---------- Gösterilen metin ----------
• Sonuç bulunamadı

ABD’de İş Ahlâkının Tarihsel Gelişimi

2. DÜNYADA VE TÜRKİYE’DE İŞ AHLÂKI

2.1. Dünyada İş Ahlâkının Gelişimi

2.1.1. ABD’de İş Ahlâkının Tarihsel Gelişimi

Konu eski olmasına karşın, iş ahlâkı ile ilgili çalışmaların tarihçesi oldukça yeni sayılır. Gelişmiş bir ülke olan ABD’nde iş ahlâkına olan ilginin 1960’lı yıllarda doğduğu görülmektedir. Bu tarihten itibaren konuya olan ilgi eksilmemiştir. Bu ilgi, 1980’li yıllara gelindiğinde iyice artmıştır. Bu konu, ilk önce 1960'lar ve 1970'lerde özellikle ABD'de

“şirketlerin sosyal sorumluluğu” başlığı altında gündeme gelmiş, 1980'lerde ise gerek ABD gerekse de diğer pek çok ülkede “iş ahlâkı–iş etiği” başlığı ile ele alınmaya başlanmıştır.
---------- Kayıtlı satırlar ----------
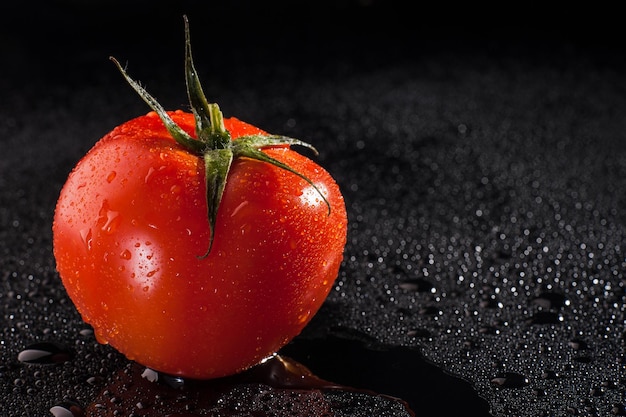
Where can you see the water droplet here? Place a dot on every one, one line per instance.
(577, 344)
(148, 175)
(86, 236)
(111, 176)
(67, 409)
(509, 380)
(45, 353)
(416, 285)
----------
## Yapılacak iş
ABD'de iş ahlâkının gelişimini anlatan metinde "Konu eski olmasına" ifadesinden "ele alınmaya başlanmıştır." ifadesine kadar uzanan bölümü aynen yazdırın.

## Alıştırmanın cevabı
Konu eski olmasına karşın, iş ahlâkı ile ilgili çalışmaların tarihçesi oldukça yeni sayılır. Gelişmiş bir ülke olan ABD’nde iş ahlâkına olan ilginin 1960’lı yıllarda doğduğu görülmektedir. Bu tarihten itibaren konuya olan ilgi eksilmemiştir. Bu ilgi, 1980’li yıllara gelindiğinde iyice artmıştır. Bu konu, ilk önce 1960'lar ve 1970'lerde özellikle ABD'de

“şirketlerin sosyal sorumluluğu” başlığı altında gündeme gelmiş, 1980'lerde ise gerek ABD gerekse de diğer pek çok ülkede “iş ahlâkı–iş etiği” başlığı ile ele alınmaya başlanmıştır.